Material to process

>> Begin

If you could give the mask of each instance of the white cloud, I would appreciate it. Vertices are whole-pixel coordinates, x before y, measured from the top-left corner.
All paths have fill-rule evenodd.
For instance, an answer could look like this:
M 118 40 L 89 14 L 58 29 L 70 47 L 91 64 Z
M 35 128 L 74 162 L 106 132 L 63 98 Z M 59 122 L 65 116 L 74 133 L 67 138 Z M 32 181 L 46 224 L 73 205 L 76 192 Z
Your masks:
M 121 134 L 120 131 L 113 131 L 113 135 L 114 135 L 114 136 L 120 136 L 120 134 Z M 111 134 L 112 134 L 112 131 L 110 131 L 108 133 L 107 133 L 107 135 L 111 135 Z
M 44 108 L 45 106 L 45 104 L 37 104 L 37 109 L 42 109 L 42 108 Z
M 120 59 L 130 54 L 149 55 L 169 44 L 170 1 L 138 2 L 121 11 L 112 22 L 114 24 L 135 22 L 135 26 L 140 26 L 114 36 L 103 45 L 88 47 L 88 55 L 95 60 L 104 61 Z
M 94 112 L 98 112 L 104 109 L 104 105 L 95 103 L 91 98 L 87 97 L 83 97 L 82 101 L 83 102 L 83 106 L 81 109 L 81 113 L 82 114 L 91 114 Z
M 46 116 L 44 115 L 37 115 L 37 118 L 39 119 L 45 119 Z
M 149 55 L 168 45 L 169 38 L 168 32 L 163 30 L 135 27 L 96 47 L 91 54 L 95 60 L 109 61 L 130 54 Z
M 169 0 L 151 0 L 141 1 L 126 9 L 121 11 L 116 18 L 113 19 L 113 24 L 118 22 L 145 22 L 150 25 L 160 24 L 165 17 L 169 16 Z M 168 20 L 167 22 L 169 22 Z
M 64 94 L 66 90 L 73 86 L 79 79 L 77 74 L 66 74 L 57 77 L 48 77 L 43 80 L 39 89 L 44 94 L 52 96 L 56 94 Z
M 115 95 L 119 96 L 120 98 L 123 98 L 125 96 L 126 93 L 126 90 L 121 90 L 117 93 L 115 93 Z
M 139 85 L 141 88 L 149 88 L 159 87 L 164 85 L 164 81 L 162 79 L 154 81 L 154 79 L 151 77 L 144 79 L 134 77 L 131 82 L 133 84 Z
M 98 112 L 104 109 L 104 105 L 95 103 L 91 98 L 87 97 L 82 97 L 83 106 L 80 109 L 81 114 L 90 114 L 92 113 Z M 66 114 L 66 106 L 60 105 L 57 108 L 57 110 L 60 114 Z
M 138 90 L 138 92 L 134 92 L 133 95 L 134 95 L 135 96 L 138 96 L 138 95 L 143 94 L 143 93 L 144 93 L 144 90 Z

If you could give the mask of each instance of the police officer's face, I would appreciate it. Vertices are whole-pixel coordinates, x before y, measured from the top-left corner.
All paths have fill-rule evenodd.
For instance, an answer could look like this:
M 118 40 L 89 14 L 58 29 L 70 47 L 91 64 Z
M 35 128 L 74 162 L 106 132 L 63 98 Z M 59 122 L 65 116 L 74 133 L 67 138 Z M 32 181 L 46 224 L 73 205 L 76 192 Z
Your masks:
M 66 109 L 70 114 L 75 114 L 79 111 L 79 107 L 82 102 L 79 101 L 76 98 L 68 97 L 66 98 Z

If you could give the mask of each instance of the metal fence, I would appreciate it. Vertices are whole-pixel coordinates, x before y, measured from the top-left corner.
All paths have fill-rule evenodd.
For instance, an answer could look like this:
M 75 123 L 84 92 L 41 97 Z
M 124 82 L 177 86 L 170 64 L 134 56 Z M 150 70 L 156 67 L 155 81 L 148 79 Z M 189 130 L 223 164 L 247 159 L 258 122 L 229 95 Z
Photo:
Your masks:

>> End
>> Begin

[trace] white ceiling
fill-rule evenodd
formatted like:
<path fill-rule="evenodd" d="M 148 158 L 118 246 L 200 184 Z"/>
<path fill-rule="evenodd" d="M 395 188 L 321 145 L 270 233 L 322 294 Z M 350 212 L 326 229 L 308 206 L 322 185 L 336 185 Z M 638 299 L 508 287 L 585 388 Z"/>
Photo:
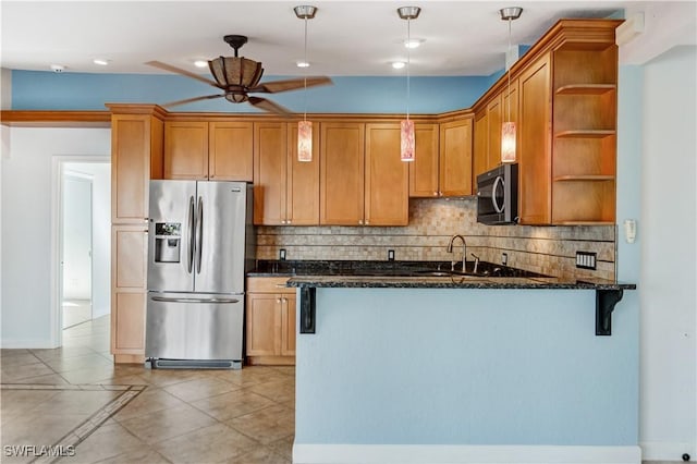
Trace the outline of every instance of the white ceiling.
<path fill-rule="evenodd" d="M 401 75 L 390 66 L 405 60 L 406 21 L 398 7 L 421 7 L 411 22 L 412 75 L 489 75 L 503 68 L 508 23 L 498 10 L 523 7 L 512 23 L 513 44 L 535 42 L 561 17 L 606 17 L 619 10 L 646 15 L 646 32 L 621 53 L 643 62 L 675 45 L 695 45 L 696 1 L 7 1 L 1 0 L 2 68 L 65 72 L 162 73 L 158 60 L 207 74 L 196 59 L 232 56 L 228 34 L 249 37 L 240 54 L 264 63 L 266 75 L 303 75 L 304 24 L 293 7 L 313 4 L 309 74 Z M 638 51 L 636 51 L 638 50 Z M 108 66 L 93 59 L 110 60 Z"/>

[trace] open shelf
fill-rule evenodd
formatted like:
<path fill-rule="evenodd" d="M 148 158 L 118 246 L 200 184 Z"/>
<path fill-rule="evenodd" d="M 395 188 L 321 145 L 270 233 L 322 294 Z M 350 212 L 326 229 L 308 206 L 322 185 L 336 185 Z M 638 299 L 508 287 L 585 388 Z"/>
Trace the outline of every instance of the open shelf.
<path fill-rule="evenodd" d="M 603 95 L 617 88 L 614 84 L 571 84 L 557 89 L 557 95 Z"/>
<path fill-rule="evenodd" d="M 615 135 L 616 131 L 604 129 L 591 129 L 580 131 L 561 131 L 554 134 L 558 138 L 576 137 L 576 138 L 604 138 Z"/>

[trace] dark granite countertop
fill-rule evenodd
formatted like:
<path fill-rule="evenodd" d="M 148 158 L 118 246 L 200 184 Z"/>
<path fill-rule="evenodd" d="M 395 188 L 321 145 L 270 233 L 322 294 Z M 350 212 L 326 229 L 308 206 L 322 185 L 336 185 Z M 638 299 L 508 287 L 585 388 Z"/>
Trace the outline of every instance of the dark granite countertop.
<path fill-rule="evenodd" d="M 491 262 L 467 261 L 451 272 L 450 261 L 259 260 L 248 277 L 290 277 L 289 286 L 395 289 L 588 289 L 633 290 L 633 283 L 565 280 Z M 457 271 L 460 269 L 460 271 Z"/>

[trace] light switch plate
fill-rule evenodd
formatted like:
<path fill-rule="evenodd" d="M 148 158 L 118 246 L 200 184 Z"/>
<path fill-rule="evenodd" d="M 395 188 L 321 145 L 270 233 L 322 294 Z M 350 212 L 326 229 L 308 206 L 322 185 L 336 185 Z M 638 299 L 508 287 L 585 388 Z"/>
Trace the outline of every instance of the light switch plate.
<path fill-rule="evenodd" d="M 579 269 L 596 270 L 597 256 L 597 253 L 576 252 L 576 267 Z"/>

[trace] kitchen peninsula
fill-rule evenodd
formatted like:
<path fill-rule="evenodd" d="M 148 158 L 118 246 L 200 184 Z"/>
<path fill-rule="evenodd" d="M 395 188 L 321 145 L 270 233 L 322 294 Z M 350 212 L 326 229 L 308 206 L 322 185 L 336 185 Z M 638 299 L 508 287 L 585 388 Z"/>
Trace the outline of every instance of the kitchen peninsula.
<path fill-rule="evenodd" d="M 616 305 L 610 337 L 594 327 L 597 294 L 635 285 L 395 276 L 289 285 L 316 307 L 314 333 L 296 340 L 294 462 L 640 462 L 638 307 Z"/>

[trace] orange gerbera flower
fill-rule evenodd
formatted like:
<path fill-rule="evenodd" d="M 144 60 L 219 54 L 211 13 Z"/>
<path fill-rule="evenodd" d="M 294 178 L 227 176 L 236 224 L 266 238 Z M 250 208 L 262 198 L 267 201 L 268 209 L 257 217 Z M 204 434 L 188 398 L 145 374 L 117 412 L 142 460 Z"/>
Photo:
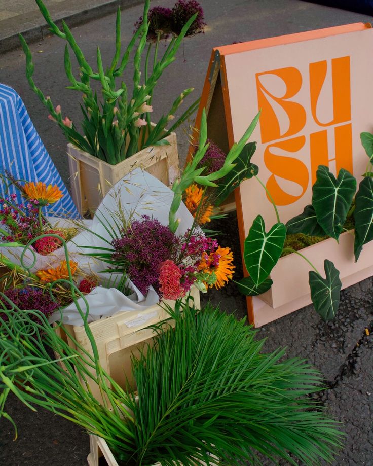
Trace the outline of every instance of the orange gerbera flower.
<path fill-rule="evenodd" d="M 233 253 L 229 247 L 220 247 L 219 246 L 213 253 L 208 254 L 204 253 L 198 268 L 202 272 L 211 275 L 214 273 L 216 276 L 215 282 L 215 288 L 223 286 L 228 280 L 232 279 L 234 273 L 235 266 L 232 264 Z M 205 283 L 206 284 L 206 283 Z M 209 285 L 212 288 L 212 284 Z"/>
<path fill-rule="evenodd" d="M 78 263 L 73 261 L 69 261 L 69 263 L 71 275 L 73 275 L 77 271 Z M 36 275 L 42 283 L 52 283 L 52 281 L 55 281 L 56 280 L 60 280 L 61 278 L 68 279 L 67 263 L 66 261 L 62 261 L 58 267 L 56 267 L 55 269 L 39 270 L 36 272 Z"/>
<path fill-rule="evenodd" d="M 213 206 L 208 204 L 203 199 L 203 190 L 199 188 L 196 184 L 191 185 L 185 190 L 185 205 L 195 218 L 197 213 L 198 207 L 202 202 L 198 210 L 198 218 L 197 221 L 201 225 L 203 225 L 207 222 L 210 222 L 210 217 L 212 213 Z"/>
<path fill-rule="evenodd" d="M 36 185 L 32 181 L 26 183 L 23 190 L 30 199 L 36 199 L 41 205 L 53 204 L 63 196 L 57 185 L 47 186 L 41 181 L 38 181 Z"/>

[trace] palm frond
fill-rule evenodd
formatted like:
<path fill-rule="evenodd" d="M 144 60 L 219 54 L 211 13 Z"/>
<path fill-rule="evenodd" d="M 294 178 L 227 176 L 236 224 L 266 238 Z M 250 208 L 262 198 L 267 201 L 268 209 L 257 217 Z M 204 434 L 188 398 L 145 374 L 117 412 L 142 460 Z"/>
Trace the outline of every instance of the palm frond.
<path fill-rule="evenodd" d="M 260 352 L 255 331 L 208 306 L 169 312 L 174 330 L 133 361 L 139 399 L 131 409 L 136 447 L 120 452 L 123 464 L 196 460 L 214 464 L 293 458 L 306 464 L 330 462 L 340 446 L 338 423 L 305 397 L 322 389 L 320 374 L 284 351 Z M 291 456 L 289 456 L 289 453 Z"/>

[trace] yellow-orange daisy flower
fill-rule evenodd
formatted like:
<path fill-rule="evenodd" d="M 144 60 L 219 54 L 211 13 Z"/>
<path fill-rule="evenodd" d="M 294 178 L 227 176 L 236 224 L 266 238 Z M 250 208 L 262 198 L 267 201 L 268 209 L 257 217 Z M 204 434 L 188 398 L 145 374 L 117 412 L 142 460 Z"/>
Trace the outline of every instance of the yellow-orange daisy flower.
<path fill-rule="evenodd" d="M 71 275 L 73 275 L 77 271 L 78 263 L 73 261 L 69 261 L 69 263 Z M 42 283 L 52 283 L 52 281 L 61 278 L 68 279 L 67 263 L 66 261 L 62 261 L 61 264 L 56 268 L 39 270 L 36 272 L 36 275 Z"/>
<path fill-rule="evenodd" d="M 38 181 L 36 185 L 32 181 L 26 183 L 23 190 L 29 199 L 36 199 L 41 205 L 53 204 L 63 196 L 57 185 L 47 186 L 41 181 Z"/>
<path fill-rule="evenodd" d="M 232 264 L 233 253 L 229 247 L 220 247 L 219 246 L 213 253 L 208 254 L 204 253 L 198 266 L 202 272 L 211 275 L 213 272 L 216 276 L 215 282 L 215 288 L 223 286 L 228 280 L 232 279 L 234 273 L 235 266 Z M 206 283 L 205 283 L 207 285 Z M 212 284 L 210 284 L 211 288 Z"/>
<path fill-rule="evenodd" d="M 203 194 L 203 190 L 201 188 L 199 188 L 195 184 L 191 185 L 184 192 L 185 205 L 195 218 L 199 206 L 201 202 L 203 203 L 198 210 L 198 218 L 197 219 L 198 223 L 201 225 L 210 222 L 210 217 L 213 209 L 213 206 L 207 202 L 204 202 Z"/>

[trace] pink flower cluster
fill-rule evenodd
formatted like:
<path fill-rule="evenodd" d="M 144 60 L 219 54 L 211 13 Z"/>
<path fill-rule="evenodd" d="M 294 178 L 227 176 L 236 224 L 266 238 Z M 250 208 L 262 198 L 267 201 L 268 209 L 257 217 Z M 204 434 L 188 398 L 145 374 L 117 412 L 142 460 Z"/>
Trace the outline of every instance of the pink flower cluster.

>> End

What you will do
Pick out every line in the data above that contains the string "kitchen", and copy each one in full.

Complete answer
[trace] kitchen peninsula
Trace the outline of every instance of the kitchen peninsula.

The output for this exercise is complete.